Text section Block Start

ON INEQUALITY, HUMAN’S NATURAL STATE

 


In Middle Way of American Equality,11/22/2024, by Daniel Mahoney (Tom Klingenstein.com) , the author calls the world we inhabit “obsessed with inequality”.   According to Mahoney doctrinaire proponents of egalitarianism rail over “equity” and “social justice” and posit that all “disparities” we see in the economic and social status of our citizenry are the result of racism or oppression of “the underclass”.  Blame too often falls on “the white ‘privileged’ majority” when the real cause of disparities is the simple fact that humans—though belong to the same species —are not clones of each other…we are all unequal in our physical manifestation, our physiology our mental capacity and even our proclivity to disease. 


Mahoney defends the US Declaration of Independence which states that “all’ men (i.e. human beings) are “created equal”in the eyes of the state.  according to Mahoney the Founders did not propose that all humans were “equal”. They knew better. Though the term “equity” (an “all come-out-even” policy) was likely not part of their lexicon. It is certain they would have claimed it unattainable.

Text section Block End

Work required - Reproduce word for word the part of the passage on inequality between "ON INEQUALITY, HUMAN’S" and "proclivity to disease.", inclusive.

Dataset excerpts Block Start

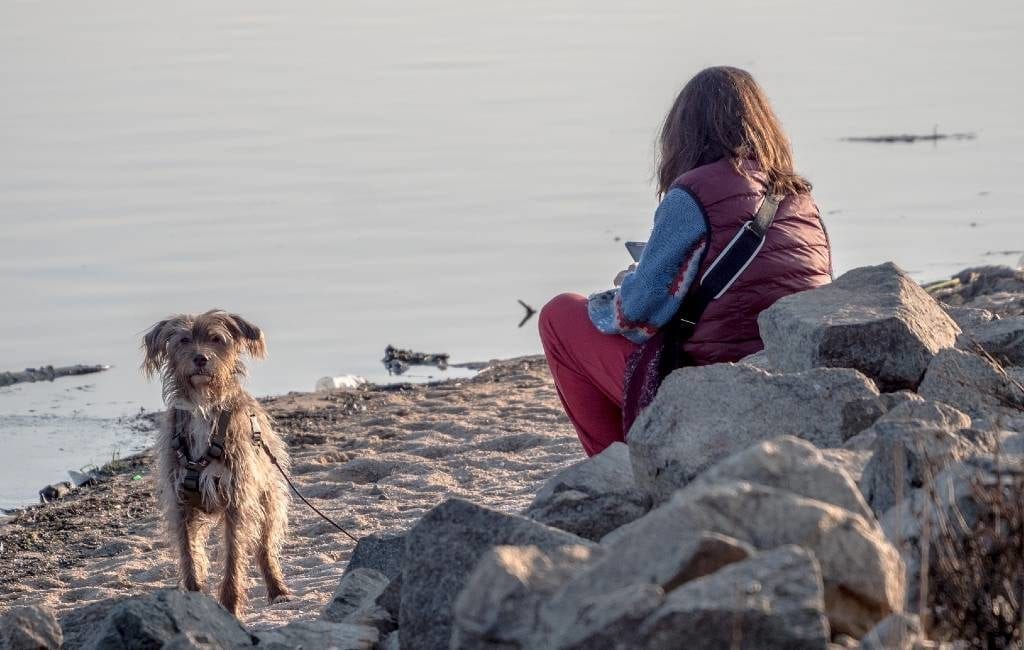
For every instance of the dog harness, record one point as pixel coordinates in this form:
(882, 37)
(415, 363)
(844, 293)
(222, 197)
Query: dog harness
(215, 451)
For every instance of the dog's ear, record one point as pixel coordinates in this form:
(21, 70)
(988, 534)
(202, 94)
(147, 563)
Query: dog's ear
(252, 337)
(155, 348)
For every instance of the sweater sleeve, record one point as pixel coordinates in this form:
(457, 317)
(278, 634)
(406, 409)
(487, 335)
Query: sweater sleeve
(651, 294)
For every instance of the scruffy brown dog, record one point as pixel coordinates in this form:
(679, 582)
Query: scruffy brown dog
(212, 463)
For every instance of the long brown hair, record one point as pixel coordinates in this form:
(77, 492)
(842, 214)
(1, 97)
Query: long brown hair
(723, 113)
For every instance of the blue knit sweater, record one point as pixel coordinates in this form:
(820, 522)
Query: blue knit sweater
(651, 294)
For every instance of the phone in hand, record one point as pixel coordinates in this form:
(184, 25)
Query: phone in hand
(635, 249)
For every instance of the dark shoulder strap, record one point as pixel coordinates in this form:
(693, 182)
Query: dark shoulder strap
(727, 266)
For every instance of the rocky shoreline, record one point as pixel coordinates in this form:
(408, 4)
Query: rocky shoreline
(858, 483)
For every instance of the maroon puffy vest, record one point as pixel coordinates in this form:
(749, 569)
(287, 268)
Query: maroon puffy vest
(796, 257)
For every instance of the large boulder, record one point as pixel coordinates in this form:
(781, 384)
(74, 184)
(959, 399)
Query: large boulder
(702, 415)
(876, 319)
(1003, 339)
(500, 606)
(911, 444)
(650, 558)
(977, 387)
(862, 572)
(31, 627)
(441, 551)
(307, 635)
(791, 464)
(154, 619)
(772, 600)
(592, 497)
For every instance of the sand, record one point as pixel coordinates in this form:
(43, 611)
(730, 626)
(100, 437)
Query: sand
(374, 460)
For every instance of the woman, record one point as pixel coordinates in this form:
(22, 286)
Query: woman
(722, 150)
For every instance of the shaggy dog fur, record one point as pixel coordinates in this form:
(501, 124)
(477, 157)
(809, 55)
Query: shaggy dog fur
(198, 357)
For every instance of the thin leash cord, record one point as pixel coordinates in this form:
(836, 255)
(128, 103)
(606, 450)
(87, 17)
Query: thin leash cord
(299, 494)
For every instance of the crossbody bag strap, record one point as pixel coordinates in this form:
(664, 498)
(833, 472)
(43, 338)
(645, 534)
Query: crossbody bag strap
(727, 267)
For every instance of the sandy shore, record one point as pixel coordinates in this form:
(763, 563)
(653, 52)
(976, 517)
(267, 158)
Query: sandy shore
(373, 460)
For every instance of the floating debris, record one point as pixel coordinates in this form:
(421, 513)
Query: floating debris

Dataset excerpts Block End

Task solution -
ON INEQUALITY, HUMAN’S NATURAL STATE

 


In Middle Way of American Equality,11/22/2024, by Daniel Mahoney (Tom Klingenstein.com) , the author calls the world we inhabit “obsessed with inequality”.   According to Mahoney doctrinaire proponents of egalitarianism rail over “equity” and “social justice” and posit that all “disparities” we see in the economic and social status of our citizenry are the result of racism or oppression of “the underclass”.  Blame too often falls on “the white ‘privileged’ majority” when the real cause of disparities is the simple fact that humans—though belong to the same species —are not clones of each other…we are all unequal in our physical manifestation, our physiology our mental capacity and even our proclivity to disease.